Task to carry out:
The listing below must be given again in full, exactly.
[Records shown Boundary: Start]
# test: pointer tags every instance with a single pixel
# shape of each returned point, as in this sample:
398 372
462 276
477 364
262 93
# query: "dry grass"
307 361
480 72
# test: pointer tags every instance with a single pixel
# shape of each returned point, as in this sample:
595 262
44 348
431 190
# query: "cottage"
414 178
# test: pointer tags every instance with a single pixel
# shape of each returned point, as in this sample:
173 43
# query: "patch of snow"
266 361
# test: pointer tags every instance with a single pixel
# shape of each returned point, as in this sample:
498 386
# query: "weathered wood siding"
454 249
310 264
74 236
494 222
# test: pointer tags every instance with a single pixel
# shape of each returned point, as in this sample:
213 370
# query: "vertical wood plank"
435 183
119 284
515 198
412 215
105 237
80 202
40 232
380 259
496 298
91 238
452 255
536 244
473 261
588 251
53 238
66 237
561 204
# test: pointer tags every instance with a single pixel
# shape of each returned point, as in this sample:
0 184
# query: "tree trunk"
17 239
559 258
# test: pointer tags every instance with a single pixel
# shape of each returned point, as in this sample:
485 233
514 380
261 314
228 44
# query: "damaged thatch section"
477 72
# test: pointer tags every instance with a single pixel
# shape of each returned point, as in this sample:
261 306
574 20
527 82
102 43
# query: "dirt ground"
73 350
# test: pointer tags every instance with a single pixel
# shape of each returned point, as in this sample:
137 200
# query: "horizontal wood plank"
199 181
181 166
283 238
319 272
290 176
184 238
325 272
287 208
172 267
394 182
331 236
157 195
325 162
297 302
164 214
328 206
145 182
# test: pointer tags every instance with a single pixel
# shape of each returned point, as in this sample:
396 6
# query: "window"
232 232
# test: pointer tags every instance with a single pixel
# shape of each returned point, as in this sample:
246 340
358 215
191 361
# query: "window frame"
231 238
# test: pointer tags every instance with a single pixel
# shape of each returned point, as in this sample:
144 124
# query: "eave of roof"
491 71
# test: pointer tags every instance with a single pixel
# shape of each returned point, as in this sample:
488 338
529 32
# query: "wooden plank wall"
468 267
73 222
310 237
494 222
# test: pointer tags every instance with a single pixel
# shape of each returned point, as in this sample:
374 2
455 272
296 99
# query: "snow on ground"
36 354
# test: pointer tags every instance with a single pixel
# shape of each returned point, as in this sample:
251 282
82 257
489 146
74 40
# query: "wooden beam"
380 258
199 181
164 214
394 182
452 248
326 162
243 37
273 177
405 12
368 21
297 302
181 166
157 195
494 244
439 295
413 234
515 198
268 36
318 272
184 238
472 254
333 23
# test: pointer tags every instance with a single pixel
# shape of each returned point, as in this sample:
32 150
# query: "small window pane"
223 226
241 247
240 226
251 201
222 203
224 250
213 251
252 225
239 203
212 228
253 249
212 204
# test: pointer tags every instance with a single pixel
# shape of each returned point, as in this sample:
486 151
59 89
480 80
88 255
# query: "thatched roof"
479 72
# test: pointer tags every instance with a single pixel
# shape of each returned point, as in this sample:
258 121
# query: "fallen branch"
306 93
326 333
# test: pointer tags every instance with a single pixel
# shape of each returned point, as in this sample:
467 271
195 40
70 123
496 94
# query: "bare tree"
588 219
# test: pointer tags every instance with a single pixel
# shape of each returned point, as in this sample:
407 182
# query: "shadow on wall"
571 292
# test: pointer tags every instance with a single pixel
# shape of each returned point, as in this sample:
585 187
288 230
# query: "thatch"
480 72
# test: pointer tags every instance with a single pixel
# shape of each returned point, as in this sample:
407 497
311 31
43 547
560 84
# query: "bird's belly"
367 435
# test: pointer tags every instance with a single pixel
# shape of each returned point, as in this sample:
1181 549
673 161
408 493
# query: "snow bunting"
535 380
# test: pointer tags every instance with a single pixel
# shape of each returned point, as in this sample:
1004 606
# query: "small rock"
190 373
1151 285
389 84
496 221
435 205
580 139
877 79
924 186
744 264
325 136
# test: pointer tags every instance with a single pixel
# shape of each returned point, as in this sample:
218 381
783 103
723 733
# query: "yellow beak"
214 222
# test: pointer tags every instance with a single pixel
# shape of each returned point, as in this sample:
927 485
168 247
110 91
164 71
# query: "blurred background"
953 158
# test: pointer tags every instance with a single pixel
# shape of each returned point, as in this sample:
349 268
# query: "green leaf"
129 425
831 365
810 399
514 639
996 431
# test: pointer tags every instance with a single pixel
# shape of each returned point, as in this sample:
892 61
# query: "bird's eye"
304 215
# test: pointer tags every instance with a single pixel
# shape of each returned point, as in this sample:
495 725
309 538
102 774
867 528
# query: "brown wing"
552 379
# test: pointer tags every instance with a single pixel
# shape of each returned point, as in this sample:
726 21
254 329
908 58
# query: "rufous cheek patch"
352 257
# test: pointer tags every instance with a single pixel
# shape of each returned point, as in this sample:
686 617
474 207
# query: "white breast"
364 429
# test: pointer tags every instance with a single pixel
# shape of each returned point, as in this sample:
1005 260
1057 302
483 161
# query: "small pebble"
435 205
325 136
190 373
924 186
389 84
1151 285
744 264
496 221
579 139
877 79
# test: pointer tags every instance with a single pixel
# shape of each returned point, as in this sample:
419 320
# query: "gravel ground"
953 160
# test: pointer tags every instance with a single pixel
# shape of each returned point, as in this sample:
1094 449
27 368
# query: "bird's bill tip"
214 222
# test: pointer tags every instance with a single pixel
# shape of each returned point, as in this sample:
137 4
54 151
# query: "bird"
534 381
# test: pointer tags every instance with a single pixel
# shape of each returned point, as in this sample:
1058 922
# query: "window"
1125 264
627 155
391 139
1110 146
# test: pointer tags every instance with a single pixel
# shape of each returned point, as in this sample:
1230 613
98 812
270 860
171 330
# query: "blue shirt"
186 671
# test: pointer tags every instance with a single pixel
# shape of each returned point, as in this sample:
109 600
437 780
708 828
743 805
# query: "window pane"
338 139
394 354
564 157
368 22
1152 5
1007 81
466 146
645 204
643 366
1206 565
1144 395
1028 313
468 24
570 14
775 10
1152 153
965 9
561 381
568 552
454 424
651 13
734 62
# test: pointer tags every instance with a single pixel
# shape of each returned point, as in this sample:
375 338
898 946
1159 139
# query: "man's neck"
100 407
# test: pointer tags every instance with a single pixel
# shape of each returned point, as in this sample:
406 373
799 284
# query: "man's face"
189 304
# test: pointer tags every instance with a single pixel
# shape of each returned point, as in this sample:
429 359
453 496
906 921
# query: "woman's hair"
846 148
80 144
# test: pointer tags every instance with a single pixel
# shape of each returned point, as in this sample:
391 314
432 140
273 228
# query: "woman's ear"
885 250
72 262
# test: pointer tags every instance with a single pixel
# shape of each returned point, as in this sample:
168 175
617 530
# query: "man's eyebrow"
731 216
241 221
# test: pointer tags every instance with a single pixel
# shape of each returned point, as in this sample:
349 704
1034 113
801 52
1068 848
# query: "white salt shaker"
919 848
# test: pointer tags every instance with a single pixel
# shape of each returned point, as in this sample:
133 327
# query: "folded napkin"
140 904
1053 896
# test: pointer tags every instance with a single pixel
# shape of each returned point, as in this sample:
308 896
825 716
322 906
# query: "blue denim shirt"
[Records shown Boundary: End]
Exercise result:
# test: pointer tags every instance with a single pixel
# shape of each returned point, as in this sample:
398 372
462 276
477 364
262 93
# query: "dry grass"
307 361
480 72
# test: pointer tags every instance with a single pixel
# shape of each returned point, as in this sample:
595 262
44 348
431 190
# query: "cottage"
414 178
# test: pointer tags every instance with a single pixel
# shape of each returned point, as in this sample:
173 43
# query: "patch of snow"
266 361
# test: pointer tags every instance with a single pixel
# shape of each returned point, as in this sample:
498 386
# query: "weathered wood siding"
454 249
310 264
74 236
494 222
# test: pointer tags every instance with a single pixel
# shape of each returned point, as in this sample:
213 370
# query: "vertical wood plank"
435 183
119 284
515 198
412 215
105 237
80 202
40 232
380 259
496 298
91 238
452 255
536 244
473 261
588 251
53 238
66 237
561 204
# test: pointer tags every instance with a single pixel
# shape of each returned point, as in this sample:
0 184
# query: "tree trunk"
17 239
559 258
# test: pointer tags every instance with a single pixel
# shape of each returned point, as in this sample:
485 233
514 380
261 314
228 44
# query: "damaged thatch section"
477 72
# test: pointer tags every instance with a single pixel
# shape of each returned point, as in this sample:
261 306
574 20
527 82
102 43
# query: "dirt ground"
73 350
# test: pointer tags every instance with a single pixel
# shape of each returned point, as in this sample:
137 200
# query: "horizontal wood plank"
199 181
181 166
283 238
319 272
290 176
184 238
325 272
287 208
172 267
394 182
331 236
157 195
325 162
297 302
164 214
328 206
145 182
# test: pointer tags every instance with a single pixel
# shape of each returned point, as in this sample:
396 6
# query: "window"
232 232
# test: pointer tags every instance with a single pixel
# shape of each returned point, as in this sample:
246 340
358 215
191 361
# query: "window frame"
231 238
# test: pointer tags every instance with a single pixel
# shape of each returned point, as in this sample:
144 124
# query: "eave of roof"
491 71
# test: pointer tags every instance with a single pixel
# shape of each returned point, as in this sample:
488 338
529 32
# query: "wooden plank wall"
468 267
73 222
310 237
494 222
# test: pointer tags every instance with a single pixel
# shape of each returned point, as in this sample:
374 2
455 272
296 99
# query: "snow on ground"
36 354
# test: pointer tags every instance with a single pixel
# shape of each returned point, as in this sample:
251 282
82 257
489 146
74 40
# query: "wooden beam"
380 258
199 181
164 214
394 182
452 248
326 162
243 37
273 177
405 12
368 21
297 302
181 166
157 195
494 244
439 295
413 234
515 198
268 36
318 272
184 238
472 254
333 23
# test: pointer tags every instance with a single pixel
# shape of each returned point, as in this sample:
32 150
# query: "small window pane"
223 226
241 247
240 226
251 201
222 203
224 250
213 251
252 225
239 203
212 228
253 249
212 204
# test: pointer tags every instance with a single pixel
# shape of each returned point, as in this sample:
486 151
59 89
480 80
88 255
# query: "thatched roof"
479 72
# test: pointer tags every instance with a single pixel
# shape of each returned point, as in this sample:
258 121
# query: "fallen branch"
306 93
326 333
# test: pointer tags every instance with a single pixel
# shape of each returned point, as in this sample:
467 271
195 40
70 123
496 94
# query: "bare tree"
588 219
# test: pointer tags every instance with a single pixel
# shape of each returned point, as in this sample:
407 182
# query: "shadow on wall"
571 292
# test: pointer tags every instance with a single pixel
# shape of each returned point, as in this sample:
585 187
288 230
# query: "thatch"
480 72
# test: pointer tags every instance with a single pixel
# shape of each returned point, as in this sample:
407 497
311 31
43 547
560 84
# query: "bird's belly"
367 435
# test: pointer tags every instance with a single pixel
# shape of each returned point, as in this sample:
1181 549
673 161
408 493
# query: "snow bunting"
535 380
# test: pointer tags every instance with a single pixel
# shape of each returned point, as in this sample:
1004 606
# query: "small rock"
190 373
1151 285
389 84
496 221
435 205
580 139
877 79
924 186
744 264
325 136
# test: pointer tags every instance with a single pixel
# shape of each returned point, as in this sample:
218 381
783 103
723 733
# query: "yellow beak"
214 222
# test: pointer tags every instance with a single pixel
# shape of each returned point, as in this sample:
927 485
168 247
110 91
164 71
# query: "blurred background"
953 158
# test: pointer tags every instance with a single pixel
# shape of each returned point, as in this sample:
349 268
# query: "green leaf"
129 425
831 365
810 399
514 639
996 431
# test: pointer tags every instance with a single pixel
# shape of each returned point, as in this sample:
892 61
# query: "bird's eye"
304 215
# test: pointer tags every instance with a single pixel
# shape of each returned point, as in this sample:
495 725
309 538
102 774
867 528
# query: "brown wing"
552 379
# test: pointer tags every instance with a single pixel
# shape of each returned point, as in this sample:
726 21
254 329
908 58
# query: "rufous cheek patch"
352 257
# test: pointer tags every instance with a single pixel
# shape of each returned point, as in this sample:
686 617
474 207
# query: "white breast"
364 429
# test: pointer tags every instance with a single pixel
# shape of each returned point, as in this sample:
1005 260
1057 302
483 161
# query: "small pebble"
435 205
325 136
190 373
924 186
389 84
1151 285
744 264
496 221
579 139
877 79
# test: pointer tags every instance with a single pixel
# shape of each returned point, as in this sample:
419 320
# query: "gravel ground"
953 160
# test: pointer tags every instance with a single pixel
# shape of each returned point, as in this sample:
1094 449
27 368
# query: "bird's bill tip"
214 222
# test: pointer tags every instance with a single pixel
# shape of each returned point, as in this sample:
137 4
54 151
# query: "bird"
534 381
# test: pointer tags every instance with a single pixel
# shape of each returned point, as in this sample:
1058 922
# query: "window"
1125 264
627 155
391 139
1110 146
# test: pointer tags every instance with a single pixel
# shape of each returned point, as in this sample:
1230 613
98 812
270 860
171 330
# query: "blue shirt"
186 671
# test: pointer tags every instance with a single pixel
# shape of each returned point, as in this sample:
109 600
437 780
708 828
743 805
# query: "window pane"
338 139
394 354
564 157
368 22
1152 5
1007 81
466 146
645 204
643 366
1206 565
1144 395
1028 313
468 24
570 14
775 10
1152 153
965 9
561 381
568 552
454 424
651 13
734 62
# test: pointer tags every instance with a single pixel
# shape of each returned point, as in this sample:
375 338
898 946
1159 139
# query: "man's neck"
100 407
# test: pointer tags every instance with a single pixel
# shape of each returned point, as in this sample:
406 373
799 284
# query: "man's face"
189 304
# test: pointer tags every instance with a single pixel
# shape of each returned point, as in this sample:
429 359
453 496
906 921
# query: "woman's hair"
846 148
80 144
# test: pointer tags every instance with a single pixel
# shape of each returned point, as in this sample:
391 314
432 140
273 228
# query: "woman's ear"
885 250
72 262
# test: pointer tags every instance with a single pixel
# shape of each returned point, as in this sample:
168 175
617 530
# query: "man's eyebrow"
731 216
241 221
# test: pointer tags every instance with a single pixel
# shape of each returned point, as in this sample:
349 704
1034 113
801 52
1068 848
# query: "white salt shaker"
919 848
# test: pointer tags every instance with a single pixel
# shape of each returned point, as in this sample:
133 327
# query: "folded napkin"
140 904
1053 896
# test: pointer tags every instance with a single pixel
# shape of each returned point, as in this sample:
308 896
825 716
322 906
# query: "blue denim shirt"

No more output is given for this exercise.